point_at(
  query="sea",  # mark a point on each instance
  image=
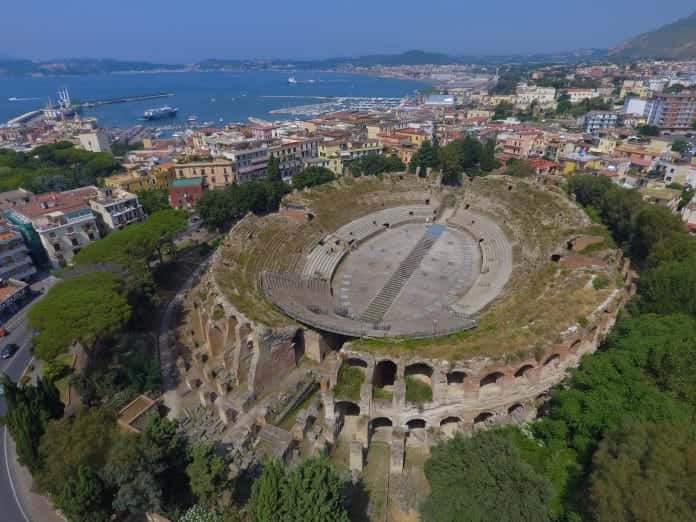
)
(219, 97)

┄┄┄┄┄┄┄┄┄┄

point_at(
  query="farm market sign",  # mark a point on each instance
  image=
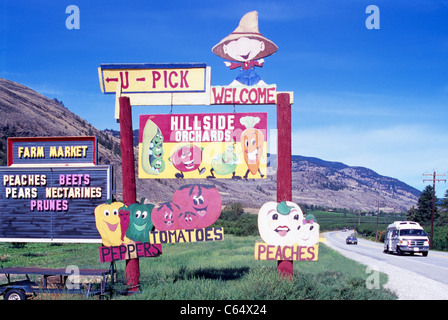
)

┄┄┄┄┄┄┄┄┄┄

> [Task item]: All lines that contain the word "query" should be copied from the listing.

> [Output of the exercise]:
  query="sea",  # mark a point on each instance
  query="farm market sign",  # mark a point on each instance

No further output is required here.